» YOUR TASK
Return verbatim the run of lines that opens with the line holding "of the tattoo" and closes with the last line of the records.

» DATA TO PROCESS
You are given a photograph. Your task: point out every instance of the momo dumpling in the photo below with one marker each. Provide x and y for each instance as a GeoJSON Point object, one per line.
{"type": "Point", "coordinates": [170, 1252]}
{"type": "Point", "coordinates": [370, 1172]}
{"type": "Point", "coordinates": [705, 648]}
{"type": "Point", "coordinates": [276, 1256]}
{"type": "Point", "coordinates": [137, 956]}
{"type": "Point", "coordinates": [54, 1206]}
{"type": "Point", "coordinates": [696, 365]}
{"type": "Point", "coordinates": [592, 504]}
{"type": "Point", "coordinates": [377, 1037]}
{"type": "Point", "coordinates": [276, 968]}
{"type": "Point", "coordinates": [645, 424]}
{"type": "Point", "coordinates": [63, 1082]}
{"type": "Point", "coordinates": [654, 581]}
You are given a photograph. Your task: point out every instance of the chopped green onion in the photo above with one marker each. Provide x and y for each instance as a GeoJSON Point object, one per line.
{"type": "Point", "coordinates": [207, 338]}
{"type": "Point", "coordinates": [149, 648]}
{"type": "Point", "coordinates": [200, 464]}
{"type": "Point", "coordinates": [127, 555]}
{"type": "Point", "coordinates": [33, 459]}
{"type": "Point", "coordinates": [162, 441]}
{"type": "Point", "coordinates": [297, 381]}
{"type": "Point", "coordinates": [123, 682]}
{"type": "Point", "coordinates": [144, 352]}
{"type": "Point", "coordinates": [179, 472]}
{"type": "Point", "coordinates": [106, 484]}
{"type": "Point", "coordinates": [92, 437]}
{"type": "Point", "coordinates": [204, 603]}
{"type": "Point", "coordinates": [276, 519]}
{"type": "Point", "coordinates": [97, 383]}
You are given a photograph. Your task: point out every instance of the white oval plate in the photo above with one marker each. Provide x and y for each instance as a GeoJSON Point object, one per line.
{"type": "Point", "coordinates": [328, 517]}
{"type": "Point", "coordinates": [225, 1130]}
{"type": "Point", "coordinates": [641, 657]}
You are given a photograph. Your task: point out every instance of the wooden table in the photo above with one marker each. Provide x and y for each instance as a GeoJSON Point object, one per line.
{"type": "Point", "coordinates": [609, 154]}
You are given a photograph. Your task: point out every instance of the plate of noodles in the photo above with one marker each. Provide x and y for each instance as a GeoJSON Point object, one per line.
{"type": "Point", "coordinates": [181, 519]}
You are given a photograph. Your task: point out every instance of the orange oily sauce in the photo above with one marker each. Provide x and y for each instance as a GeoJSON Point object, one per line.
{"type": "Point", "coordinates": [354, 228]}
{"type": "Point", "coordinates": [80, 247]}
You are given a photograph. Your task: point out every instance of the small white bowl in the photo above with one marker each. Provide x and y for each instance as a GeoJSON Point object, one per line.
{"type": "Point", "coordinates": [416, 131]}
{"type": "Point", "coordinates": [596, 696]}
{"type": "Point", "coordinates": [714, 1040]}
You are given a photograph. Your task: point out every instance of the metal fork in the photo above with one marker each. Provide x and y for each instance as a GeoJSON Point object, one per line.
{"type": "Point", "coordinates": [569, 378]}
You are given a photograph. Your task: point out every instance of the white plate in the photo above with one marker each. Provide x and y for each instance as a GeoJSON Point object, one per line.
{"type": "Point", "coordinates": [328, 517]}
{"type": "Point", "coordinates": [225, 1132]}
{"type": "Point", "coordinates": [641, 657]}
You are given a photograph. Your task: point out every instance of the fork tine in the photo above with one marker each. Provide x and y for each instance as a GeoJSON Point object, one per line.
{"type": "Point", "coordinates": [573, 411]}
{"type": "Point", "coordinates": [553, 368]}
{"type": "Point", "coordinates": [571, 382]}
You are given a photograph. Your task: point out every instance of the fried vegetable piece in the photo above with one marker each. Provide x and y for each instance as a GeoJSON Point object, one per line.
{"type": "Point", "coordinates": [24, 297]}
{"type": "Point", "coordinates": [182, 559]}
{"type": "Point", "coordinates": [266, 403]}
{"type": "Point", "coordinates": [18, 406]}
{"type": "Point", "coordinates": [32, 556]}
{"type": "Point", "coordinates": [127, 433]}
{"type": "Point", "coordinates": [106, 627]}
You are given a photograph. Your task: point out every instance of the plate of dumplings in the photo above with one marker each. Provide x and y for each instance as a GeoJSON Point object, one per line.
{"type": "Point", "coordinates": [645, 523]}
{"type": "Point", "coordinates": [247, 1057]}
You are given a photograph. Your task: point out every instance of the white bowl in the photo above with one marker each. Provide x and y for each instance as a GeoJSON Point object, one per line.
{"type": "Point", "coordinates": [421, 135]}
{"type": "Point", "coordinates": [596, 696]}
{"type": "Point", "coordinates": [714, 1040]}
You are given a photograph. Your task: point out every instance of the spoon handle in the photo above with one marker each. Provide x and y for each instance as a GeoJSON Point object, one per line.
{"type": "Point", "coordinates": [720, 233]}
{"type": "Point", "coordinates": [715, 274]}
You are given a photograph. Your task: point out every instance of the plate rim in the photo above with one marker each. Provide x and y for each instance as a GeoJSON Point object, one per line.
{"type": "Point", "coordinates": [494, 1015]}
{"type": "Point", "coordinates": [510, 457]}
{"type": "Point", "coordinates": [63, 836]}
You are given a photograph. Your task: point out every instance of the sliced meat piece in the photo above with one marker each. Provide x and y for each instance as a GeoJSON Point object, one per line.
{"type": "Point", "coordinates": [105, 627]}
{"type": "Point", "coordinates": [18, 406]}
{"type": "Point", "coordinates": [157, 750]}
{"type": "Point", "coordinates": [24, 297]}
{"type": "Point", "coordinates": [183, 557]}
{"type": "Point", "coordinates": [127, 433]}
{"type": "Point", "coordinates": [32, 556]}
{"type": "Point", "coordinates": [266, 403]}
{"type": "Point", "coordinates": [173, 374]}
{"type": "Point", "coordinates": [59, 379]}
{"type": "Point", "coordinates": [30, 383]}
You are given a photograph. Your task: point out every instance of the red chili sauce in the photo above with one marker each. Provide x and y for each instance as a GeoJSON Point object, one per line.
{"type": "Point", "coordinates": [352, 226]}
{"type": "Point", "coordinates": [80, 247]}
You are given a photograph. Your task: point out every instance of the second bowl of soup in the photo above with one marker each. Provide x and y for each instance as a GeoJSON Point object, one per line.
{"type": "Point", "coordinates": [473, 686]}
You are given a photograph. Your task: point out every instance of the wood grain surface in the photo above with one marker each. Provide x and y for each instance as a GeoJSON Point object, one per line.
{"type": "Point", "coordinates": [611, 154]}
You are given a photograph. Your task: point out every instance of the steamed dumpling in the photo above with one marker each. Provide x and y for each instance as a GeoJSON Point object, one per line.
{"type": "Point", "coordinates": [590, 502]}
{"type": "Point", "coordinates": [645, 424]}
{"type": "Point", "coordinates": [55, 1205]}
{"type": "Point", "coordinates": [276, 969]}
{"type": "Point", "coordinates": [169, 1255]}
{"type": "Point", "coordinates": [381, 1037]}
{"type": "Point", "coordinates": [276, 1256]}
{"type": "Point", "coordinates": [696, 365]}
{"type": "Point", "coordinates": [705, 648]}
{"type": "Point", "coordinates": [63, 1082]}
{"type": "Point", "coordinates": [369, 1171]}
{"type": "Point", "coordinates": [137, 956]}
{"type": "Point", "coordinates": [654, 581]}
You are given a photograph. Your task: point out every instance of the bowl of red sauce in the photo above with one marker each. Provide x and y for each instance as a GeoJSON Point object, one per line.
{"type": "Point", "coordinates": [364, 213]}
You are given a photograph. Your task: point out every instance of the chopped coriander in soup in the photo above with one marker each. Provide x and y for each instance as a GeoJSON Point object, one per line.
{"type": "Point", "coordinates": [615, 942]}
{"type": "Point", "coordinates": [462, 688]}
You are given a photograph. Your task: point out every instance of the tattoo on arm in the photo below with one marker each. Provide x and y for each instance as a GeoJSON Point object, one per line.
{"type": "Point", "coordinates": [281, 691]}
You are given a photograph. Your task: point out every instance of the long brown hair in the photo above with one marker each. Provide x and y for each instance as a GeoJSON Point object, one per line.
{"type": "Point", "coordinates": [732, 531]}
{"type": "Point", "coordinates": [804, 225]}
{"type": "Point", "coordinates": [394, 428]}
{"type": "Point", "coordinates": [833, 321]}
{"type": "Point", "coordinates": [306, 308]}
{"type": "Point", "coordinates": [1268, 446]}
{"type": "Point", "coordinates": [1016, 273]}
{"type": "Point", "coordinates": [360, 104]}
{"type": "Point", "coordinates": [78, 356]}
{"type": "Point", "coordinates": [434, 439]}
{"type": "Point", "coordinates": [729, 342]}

» RESPONSE TO THIS EXERCISE
You are given a photograph. Your task: point out every instance of the tattoo on arm in the photo below with one marker each. Provide x and y for each instance as a GeoJSON Point object, one per line.
{"type": "Point", "coordinates": [281, 691]}
You are given a photograph. Your task: point out every instance of the long brown hair in the photo above with one marker each. Provide x and y for each instance as a GeoJSON Point object, one per line.
{"type": "Point", "coordinates": [732, 531]}
{"type": "Point", "coordinates": [804, 225]}
{"type": "Point", "coordinates": [394, 428]}
{"type": "Point", "coordinates": [833, 321]}
{"type": "Point", "coordinates": [306, 308]}
{"type": "Point", "coordinates": [1268, 446]}
{"type": "Point", "coordinates": [1016, 273]}
{"type": "Point", "coordinates": [360, 104]}
{"type": "Point", "coordinates": [78, 356]}
{"type": "Point", "coordinates": [434, 439]}
{"type": "Point", "coordinates": [729, 342]}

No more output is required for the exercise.